:: OBJECTIVE A ::
Copy the passage from the essay on aspirational viewing, from "This is intended" up to and including "leave him cold.".

:: PAGE TEXT ::
————

This is intended in no malicious spirit, rather as an instantly piqued riposte to Dan Kois' article "Eating Your Cultural Vegetables" — not so much for the article as for the general tone, which seems pretty emblematic of a lot of cultural memes at the moment. The brief nub is that Kois is an "aspirational viewer": one who aspires to admire the slow-ass, pleasureless, essential but antiseptic movies/TV shows/books/et al. that excite his (our) fellow critics, yet generally leave him cold.
It's my experience that after high school (or, at latest, college), few people bother pretending to like things they don't actually enjoy in the hope of impressing someone. The dynamic behind that transaction's always confused me: assuming we're not all perpetual adolescents (no comment), who's the nebulous person being impressed by a declaration of love for the plainly unlovable? Why would someone bother lying about how they liked something obviously unlikable? Blatant insecurity? (Kois cites a collegiate acquaintance approvingly noting Tarkovsky's Solaris as "so boring...you won't get it," which inadvertently sums up the snobbishness of a mentality that only half-understands its own aspirational goals, an attitude people generally seem to figure out is as unlikable as you can get. Most people get over this, right?)

————

:: OBJECTIVE B ::
How many lines in the listing below contain the string "saxophone", matching case? Reply with the number alone.

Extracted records
————

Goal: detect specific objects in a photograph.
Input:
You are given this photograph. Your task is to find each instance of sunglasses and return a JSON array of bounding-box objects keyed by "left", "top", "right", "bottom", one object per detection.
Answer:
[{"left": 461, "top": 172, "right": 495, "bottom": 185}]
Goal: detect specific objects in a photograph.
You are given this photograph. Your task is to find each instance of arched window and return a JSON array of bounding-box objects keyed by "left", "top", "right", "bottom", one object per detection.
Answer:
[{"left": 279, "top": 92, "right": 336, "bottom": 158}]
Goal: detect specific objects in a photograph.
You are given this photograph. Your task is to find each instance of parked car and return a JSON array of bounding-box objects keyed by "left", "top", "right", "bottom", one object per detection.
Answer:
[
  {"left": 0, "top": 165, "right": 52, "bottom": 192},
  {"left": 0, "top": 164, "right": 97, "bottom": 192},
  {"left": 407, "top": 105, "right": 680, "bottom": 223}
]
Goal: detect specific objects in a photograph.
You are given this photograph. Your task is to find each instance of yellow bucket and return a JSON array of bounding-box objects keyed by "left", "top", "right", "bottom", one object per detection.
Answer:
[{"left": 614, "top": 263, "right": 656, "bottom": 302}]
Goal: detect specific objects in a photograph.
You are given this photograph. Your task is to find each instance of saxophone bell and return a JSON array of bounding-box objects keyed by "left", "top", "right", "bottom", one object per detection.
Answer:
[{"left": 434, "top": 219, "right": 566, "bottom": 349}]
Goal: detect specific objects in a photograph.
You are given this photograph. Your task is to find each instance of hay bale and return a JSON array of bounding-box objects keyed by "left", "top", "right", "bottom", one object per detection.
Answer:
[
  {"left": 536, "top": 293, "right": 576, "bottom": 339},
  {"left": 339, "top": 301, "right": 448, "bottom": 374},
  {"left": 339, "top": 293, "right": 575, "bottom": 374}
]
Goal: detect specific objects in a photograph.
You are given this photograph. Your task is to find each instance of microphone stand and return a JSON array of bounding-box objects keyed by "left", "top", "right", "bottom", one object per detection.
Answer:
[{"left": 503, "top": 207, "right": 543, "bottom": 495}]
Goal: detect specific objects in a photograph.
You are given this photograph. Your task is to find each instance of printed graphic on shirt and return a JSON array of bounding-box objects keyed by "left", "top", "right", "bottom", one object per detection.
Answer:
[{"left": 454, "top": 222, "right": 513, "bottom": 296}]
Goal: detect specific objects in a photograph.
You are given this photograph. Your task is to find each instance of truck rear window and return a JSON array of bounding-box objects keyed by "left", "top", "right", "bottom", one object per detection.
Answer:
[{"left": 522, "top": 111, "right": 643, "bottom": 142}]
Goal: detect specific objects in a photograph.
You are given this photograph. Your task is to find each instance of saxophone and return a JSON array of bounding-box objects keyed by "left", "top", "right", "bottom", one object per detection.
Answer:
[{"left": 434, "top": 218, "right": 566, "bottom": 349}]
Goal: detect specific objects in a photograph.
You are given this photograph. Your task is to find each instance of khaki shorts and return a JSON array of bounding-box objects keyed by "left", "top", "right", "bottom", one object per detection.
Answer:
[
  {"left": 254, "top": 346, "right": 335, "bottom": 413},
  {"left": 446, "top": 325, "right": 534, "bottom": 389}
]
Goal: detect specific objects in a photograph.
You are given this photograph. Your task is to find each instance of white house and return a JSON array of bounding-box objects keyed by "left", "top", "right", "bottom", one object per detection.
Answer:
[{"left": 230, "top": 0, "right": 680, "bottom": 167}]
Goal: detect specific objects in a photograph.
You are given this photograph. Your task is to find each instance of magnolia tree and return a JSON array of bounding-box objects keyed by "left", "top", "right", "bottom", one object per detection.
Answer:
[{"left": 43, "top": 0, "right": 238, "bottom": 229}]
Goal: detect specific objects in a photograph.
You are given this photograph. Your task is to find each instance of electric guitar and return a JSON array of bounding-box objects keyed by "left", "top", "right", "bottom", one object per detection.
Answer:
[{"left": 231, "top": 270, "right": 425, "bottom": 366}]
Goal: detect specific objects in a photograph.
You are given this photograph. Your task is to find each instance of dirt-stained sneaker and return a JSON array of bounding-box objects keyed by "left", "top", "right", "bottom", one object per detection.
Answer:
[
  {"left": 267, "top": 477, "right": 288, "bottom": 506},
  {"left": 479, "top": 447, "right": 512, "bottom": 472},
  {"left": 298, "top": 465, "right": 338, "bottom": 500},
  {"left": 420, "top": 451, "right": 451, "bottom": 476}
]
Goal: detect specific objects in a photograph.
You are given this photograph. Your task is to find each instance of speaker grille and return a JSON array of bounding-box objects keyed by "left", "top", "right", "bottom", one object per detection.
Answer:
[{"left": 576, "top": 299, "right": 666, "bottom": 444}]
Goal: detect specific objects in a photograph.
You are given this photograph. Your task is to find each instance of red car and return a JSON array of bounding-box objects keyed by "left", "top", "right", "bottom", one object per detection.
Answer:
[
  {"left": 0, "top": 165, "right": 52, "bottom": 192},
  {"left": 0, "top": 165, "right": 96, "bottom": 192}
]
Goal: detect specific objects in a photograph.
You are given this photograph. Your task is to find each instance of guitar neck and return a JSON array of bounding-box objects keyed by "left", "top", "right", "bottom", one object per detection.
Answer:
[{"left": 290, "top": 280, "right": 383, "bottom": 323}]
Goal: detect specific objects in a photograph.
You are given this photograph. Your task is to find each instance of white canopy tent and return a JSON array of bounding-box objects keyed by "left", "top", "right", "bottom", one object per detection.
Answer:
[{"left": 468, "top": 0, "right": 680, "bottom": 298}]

————

:: EXERCISE SOLUTION A ::
This is intended in no malicious spirit, rather as an instantly piqued riposte to Dan Kois' article "Eating Your Cultural Vegetables" — not so much for the article as for the general tone, which seems pretty emblematic of a lot of cultural memes at the moment. The brief nub is that Kois is an "aspirational viewer": one who aspires to admire the slow-ass, pleasureless, essential but antiseptic movies/TV shows/books/et al. that excite his (our) fellow critics, yet generally leave him cold.

:: EXERCISE SOLUTION B ::
2